SOURCE DOCUMENT:

◆ ◆ ◆ ◆ ◆ ◆ ◆

The Sad Sack (1957)
4/10
From "Caught in the Draft" to "Road to Morocco".
14 July 2020
Warning: Spoilers
While veteran comedy director George Marshall did not direct those two Bob Hope movies, he did direct Hope in a number of films. He also directed a number of Martin and Lewis films, and at least with Martin, he had a Crosby like crooner to take away focus of Hope or Lewis's silliness. The silliness is still there in this military comedy, but unfortunately, that doesn't equal laughs.

What you end up with is an absurd unfunny farce that has Lewis playing your typical buffoon in the military, said to have been in basic training for nearly two years. David Wayne and Joe Mantell are two con-artist recruits who are stuck it seems everywhere they go with Wayne asked by Army psychiatrist Phyllis Kirk to help her prove that a loser like Lewis can be turned into a good soldier if they get special help. From the first half dealing with Lewis getting Wayne and Mantell into all sorts of trouble, we head to Morocco where Lewis involves them with a seductive French singer (Lillianne Montevecchi) trying to get out of the country and a group of evil Arabs which includes a completely wasted Peter Lorre.

Usually, the Martin and Lewis films have a great cast of character actors, but that is not present here. Gene Evans, Mary Treen and Sheppherd Strudwick don't get the good material other Jerry Lewis film ensembles got. A plot device of Wayne shooting while Lewis is being tested at the rifle range is ridiculously stupid as is Lewis's driving the boys back to the women's barracks instead of their own after Lewis's antics create a fight in a saloon. I don't expect Noel Coward or George Bernard Shaw in a Jerry Lewis comedy, but I do expect a few laughs. Nothing here. Moving on, folks.

◆ ◆ ◆ ◆ ◆ ◆ ◆

DATASET CONTENT:

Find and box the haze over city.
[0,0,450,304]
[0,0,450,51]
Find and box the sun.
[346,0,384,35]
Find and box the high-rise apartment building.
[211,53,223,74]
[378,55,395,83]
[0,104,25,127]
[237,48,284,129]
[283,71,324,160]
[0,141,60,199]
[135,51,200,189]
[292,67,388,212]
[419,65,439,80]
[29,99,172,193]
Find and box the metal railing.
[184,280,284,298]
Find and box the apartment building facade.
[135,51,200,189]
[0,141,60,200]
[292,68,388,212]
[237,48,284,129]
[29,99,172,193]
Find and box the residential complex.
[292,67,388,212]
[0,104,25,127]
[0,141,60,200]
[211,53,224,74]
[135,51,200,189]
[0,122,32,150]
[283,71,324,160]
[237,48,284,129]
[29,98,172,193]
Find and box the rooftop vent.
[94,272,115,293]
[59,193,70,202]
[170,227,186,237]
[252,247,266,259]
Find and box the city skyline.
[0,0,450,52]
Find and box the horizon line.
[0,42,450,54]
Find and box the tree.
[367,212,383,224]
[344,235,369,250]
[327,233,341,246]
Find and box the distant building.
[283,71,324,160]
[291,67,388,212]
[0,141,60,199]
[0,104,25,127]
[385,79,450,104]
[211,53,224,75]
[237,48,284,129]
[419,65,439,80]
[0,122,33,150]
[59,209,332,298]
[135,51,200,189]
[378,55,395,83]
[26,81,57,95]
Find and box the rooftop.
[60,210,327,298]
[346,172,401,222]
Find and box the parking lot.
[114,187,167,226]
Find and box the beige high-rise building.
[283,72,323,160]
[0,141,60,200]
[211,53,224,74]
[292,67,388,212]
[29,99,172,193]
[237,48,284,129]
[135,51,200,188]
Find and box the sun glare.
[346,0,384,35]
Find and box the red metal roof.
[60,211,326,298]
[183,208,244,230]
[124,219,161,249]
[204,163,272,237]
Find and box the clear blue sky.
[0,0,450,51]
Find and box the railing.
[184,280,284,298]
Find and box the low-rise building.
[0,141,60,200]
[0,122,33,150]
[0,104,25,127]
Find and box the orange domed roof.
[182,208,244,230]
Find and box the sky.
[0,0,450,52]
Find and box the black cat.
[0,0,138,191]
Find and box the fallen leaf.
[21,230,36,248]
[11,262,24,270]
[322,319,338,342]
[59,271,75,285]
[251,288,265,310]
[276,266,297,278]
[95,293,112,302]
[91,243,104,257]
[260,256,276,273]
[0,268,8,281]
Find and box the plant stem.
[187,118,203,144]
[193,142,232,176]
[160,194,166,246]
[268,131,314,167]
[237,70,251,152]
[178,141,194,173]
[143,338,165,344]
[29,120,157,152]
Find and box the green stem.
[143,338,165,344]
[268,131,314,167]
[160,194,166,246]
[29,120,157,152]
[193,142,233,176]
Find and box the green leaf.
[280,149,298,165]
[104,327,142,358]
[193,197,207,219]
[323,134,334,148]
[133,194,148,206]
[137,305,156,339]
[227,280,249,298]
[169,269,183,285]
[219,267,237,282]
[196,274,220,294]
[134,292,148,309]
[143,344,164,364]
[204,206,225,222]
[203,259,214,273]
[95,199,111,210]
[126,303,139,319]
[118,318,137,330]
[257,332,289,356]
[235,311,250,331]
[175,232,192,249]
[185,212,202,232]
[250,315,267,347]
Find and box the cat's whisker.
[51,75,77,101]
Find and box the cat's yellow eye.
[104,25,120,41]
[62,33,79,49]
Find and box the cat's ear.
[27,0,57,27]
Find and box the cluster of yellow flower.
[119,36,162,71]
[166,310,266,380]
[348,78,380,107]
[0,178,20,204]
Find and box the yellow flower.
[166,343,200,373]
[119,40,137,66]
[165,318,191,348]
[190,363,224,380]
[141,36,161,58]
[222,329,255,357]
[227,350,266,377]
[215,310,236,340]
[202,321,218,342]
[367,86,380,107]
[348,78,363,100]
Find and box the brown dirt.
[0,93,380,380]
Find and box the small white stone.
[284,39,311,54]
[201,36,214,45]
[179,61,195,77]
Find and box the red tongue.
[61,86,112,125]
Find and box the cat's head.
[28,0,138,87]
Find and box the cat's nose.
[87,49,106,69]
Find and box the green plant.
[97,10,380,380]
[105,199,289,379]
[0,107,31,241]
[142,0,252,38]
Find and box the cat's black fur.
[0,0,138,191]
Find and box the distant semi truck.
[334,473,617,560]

◆ ◆ ◆ ◆ ◆ ◆ ◆

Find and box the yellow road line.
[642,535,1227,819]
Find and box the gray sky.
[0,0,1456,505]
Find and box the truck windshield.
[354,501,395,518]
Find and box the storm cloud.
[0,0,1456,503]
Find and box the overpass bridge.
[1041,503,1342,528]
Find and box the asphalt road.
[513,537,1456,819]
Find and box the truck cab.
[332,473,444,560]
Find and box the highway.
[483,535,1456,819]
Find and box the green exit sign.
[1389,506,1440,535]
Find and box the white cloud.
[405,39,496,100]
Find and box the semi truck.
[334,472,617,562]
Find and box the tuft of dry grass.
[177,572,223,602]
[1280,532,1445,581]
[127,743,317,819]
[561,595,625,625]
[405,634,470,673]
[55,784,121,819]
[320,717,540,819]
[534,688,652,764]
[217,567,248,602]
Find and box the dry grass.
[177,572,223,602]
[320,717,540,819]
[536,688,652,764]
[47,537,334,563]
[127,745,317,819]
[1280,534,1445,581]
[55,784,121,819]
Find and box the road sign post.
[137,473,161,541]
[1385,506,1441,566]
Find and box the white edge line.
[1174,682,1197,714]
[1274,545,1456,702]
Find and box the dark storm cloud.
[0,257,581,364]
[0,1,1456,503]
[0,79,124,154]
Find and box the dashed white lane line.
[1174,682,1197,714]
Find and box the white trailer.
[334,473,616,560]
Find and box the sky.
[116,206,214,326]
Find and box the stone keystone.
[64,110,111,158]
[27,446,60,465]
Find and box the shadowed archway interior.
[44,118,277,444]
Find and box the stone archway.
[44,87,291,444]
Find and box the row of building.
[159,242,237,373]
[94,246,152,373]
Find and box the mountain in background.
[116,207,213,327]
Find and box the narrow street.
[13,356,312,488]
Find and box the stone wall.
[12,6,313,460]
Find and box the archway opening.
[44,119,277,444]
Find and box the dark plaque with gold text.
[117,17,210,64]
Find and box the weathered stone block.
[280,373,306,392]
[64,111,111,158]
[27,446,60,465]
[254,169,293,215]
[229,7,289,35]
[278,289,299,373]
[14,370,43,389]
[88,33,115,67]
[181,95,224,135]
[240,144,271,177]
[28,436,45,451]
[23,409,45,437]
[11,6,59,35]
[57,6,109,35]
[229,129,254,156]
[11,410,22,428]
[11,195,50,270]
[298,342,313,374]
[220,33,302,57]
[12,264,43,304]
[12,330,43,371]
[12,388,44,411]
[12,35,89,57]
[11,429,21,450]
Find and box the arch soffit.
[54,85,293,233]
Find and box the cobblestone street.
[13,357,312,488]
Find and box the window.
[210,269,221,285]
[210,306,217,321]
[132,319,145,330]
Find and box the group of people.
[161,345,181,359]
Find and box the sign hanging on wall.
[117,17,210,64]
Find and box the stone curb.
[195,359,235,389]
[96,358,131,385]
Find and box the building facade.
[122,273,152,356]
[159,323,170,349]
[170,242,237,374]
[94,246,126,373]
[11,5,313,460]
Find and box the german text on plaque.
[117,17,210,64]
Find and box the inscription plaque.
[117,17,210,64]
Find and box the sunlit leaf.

◆ ◆ ◆ ◆ ◆ ◆ ◆

REQUIREMENT 1: From the review of The Sad Sack, write out the passage between "Usually, the Martin" and "Moving on, folks.", inclusive.
REQUIREMENT 2: In the review of The Sad Sack, how long has Lewis's character reportedly been in basic training?

TASK RESULT 1:
Usually, the Martin and Lewis films have a great cast of character actors, but that is not present here. Gene Evans, Mary Treen and Sheppherd Strudwick don't get the good material other Jerry Lewis film ensembles got. A plot device of Wayne shooting while Lewis is being tested at the rifle range is ridiculously stupid as is Lewis's driving the boys back to the women's barracks instead of their own after Lewis's antics create a fight in a saloon. I don't expect Noel Coward or George Bernard Shaw in a Jerry Lewis comedy, but I do expect a few laughs. Nothing here. Moving on, folks.

TASK RESULT 2: Nearly two years.